▶ _About this exercise_: Find "For each instance of the street" in the material below, then copy that line and every subsequent line to the end, exactly.

▶ _Dataset records_:
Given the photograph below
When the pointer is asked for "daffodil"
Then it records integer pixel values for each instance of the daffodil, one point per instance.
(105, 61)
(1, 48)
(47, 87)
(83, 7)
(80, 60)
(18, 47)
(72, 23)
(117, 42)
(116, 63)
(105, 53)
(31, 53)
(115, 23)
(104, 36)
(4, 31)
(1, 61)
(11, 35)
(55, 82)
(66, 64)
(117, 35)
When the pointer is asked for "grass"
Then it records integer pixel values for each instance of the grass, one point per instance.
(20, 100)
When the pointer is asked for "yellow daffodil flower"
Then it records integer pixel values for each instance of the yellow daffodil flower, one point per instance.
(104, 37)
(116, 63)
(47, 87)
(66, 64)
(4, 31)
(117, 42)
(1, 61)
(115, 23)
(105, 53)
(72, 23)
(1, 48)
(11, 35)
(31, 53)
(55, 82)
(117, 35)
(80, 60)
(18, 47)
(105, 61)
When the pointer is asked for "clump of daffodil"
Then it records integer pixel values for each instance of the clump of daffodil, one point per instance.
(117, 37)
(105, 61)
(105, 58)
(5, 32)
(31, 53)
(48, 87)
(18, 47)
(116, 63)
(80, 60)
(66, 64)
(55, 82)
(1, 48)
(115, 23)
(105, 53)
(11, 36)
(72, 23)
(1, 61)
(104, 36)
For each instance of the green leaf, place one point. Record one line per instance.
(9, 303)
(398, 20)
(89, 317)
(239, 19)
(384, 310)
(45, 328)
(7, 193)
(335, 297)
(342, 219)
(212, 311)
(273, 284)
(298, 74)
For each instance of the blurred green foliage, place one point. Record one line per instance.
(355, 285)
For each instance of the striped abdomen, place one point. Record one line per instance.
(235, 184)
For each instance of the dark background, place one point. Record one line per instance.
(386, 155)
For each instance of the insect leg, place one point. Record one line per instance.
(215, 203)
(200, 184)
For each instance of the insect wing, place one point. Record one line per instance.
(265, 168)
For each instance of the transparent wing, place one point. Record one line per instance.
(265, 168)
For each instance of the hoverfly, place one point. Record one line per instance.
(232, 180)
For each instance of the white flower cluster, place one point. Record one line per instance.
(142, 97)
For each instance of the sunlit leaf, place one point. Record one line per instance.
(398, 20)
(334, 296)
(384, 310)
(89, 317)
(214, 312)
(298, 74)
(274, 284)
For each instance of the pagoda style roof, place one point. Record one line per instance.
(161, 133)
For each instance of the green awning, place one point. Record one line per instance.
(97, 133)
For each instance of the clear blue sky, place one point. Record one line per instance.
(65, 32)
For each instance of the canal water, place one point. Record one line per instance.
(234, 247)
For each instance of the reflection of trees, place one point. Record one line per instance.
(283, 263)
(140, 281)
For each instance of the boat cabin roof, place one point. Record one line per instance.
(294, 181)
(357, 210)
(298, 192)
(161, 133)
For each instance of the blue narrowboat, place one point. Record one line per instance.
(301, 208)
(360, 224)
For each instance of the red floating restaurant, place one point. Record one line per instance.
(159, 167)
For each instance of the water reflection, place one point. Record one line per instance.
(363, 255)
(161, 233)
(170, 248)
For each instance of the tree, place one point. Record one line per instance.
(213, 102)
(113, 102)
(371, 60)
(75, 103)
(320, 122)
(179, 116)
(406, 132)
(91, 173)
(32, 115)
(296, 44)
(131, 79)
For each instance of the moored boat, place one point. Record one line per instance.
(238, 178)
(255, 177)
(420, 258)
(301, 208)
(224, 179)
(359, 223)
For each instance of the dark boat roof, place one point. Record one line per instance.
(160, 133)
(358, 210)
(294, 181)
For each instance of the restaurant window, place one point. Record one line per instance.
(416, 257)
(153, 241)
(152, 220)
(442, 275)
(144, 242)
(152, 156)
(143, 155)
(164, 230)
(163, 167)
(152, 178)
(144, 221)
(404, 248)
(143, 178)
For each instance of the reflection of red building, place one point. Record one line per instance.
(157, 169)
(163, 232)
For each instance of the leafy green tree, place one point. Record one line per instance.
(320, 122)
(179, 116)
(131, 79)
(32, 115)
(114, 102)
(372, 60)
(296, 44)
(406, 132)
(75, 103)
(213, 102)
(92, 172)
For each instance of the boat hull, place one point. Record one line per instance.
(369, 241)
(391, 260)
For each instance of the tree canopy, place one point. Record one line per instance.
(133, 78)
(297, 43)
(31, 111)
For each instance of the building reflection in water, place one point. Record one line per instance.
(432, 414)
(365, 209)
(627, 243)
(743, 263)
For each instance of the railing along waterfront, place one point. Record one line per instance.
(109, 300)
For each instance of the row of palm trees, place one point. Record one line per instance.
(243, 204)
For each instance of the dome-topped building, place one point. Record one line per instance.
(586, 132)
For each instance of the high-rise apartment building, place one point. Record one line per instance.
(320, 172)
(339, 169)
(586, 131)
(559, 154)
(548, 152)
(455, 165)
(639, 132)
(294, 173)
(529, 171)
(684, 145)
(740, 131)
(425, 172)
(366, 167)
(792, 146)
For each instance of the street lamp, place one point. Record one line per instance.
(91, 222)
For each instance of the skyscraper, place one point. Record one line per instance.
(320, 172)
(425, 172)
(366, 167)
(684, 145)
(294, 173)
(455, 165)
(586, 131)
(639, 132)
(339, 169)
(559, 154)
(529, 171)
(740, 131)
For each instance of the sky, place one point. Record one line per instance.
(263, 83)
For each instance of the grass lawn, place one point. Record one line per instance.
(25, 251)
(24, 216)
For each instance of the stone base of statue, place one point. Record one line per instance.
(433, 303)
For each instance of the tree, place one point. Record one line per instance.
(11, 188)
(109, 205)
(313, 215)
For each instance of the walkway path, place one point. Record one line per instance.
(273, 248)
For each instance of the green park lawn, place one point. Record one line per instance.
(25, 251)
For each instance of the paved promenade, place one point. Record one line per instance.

▶ _Answer box_:
For each instance of the street lamp, place one point. Record one line per instance.
(91, 222)
For each instance of the skyscraper, place one point. Record one line per instance.
(320, 172)
(425, 172)
(366, 167)
(684, 145)
(294, 173)
(455, 165)
(586, 131)
(639, 132)
(339, 169)
(559, 154)
(529, 171)
(740, 131)
For each instance of the sky, place one point. Record one line per instance.
(263, 83)
For each instance of the grass lawn, place one point. Record one line per instance.
(25, 251)
(24, 216)
For each instance of the stone base of statue, place one point. Record one line per instance.
(433, 303)
For each instance of the tree, place one point. Record one line per instance.
(11, 188)
(109, 205)
(313, 215)
For each instance of the walkway path, place one point. Record one line per instance.
(273, 248)
For each instance of the green park lawn, place one point. Record one line per instance.
(25, 251)
For each instance of the paved promenade, place one point. Record one line per instance.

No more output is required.